[Dataset entries]
=-=-=

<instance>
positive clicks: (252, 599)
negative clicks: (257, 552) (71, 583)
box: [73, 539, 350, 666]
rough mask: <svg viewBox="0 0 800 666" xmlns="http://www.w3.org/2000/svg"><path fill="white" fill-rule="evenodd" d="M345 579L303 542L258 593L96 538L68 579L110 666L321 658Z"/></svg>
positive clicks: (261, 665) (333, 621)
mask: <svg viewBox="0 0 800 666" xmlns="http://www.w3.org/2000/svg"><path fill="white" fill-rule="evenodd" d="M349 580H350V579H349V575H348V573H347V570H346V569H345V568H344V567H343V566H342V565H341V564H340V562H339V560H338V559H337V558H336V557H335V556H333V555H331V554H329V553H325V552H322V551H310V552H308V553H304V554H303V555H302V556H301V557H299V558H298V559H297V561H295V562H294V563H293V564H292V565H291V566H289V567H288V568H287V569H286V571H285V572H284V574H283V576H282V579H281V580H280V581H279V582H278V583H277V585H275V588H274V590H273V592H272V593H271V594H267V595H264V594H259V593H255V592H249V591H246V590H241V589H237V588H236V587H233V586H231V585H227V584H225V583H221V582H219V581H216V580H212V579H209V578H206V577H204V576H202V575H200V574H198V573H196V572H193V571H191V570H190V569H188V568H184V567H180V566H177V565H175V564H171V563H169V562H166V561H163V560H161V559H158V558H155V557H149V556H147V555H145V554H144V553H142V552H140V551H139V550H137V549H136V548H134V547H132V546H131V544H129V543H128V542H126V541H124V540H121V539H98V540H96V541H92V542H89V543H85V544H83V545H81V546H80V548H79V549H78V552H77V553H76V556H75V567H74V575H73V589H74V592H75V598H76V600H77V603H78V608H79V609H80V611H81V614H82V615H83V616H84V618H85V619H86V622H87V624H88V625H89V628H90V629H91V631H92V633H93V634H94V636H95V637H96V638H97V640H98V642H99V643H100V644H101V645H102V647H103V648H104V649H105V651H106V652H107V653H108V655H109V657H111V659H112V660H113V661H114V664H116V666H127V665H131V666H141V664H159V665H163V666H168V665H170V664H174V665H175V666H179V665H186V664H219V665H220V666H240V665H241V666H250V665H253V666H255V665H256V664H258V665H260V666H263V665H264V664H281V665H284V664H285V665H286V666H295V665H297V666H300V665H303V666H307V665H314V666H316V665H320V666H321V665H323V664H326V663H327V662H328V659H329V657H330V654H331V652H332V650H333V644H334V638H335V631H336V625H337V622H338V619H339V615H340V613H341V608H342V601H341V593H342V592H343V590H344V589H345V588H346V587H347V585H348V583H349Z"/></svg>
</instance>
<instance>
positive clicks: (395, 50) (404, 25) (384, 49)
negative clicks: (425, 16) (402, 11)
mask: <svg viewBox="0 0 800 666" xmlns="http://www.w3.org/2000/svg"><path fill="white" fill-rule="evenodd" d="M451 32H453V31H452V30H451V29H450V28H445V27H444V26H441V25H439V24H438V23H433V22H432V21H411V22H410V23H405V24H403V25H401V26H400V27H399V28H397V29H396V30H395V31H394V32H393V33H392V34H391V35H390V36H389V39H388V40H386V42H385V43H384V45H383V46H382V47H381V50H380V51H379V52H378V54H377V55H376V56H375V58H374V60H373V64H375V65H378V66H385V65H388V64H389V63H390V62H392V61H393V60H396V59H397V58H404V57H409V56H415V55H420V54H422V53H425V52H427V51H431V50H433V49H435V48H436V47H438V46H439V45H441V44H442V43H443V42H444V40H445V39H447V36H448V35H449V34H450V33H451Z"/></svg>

=-=-=

Please update the data from its start through the line containing "box: [73, 539, 350, 666]", replacing "negative clicks" with "background clicks" and leaving everything else unchanged.

<instance>
positive clicks: (252, 599)
background clicks: (257, 552) (71, 583)
box: [73, 539, 350, 666]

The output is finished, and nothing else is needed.